GIVEN TEXT:
# Minimal rotational degrees of freedom needed in N-space

How many rotational matrices are needed in N-space to achieve an arbitrary attitude when allowed to be successively applied?

Each N by N rotation matrix will allow only a rotation in a plane, so only two dimensions may be selected for rotation at a time. What is a smallest set of these matrices which, when used in succession, can achieve any desired orientation in N space?

Assume an N dimensional hypercube with distinct features at every vertex is being rotated on a computer screen under control of $$m$$ sense switches. The idea is to minimize the number of switches without sacrificing the ability to orient the object, whose projection appears on the screen, in any desired attitude, eventually, by application of this minimal set of rotations.

So far I have $$m=N-1$$. This is the set comprised of the set of rotations that all include the $$x$$ dimension. Is there a smaller set? Perhaps not. But the real question is:

If we open it up to allow multiple dimensions being rotated per switch, does that change the answer?

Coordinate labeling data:

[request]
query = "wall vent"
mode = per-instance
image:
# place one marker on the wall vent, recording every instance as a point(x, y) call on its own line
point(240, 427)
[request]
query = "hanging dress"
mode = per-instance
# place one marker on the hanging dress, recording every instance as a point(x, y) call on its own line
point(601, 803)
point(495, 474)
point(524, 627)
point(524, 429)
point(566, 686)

==

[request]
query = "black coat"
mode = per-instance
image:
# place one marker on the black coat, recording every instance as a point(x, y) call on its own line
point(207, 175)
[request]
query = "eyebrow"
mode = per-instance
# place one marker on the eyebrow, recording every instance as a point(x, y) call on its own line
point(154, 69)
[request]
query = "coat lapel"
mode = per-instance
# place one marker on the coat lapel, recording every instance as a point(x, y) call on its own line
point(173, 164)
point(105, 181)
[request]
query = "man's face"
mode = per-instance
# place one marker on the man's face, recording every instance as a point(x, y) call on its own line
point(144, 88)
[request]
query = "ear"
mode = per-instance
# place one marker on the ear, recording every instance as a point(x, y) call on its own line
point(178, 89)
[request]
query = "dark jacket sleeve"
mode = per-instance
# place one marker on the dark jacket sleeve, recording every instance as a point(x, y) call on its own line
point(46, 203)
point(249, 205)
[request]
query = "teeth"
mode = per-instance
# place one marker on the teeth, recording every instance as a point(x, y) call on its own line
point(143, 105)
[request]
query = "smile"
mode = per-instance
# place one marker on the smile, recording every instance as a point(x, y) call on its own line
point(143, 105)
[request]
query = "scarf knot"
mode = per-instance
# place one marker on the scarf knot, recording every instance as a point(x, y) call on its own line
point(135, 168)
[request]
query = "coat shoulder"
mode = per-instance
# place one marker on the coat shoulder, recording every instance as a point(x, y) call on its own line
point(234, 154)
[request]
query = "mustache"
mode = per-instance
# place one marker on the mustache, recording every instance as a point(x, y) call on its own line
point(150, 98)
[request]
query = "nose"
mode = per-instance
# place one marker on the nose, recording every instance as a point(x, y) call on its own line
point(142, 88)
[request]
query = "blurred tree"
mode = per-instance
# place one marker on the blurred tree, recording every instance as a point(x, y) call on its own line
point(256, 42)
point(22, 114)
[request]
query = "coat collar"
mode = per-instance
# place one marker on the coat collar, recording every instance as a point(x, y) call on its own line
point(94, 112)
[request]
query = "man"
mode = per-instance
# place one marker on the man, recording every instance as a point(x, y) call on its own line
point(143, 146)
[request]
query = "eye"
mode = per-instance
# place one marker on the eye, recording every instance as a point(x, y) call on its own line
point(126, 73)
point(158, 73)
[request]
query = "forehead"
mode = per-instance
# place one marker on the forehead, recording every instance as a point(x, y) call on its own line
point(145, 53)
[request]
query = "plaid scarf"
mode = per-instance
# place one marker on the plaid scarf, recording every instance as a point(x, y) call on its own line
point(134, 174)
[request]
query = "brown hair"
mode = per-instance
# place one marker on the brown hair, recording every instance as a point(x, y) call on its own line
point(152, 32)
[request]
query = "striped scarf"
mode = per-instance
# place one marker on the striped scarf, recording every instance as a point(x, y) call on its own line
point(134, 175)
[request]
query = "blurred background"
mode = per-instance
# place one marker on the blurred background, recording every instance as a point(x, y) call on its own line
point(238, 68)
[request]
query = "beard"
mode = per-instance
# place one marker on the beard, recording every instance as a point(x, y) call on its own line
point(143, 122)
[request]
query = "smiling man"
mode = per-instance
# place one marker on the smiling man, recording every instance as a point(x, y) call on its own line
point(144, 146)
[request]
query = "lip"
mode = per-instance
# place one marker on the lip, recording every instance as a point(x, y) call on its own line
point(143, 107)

TASK OBJECTIVE: Edit the question about rotations in N-space by rewriting the passage starting with "Assume an N" and going on through "set of rotations.", with "hypercube" replaced by "polytope".

SOLUTION TO THIS TASK:
Assume an N dimensional polytope with distinct features at every vertex is being rotated on a computer screen under control of $$m$$ sense switches. The idea is to minimize the number of switches without sacrificing the ability to orient the object, whose projection appears on the screen, in any desired attitude, eventually, by application of this minimal set of rotations.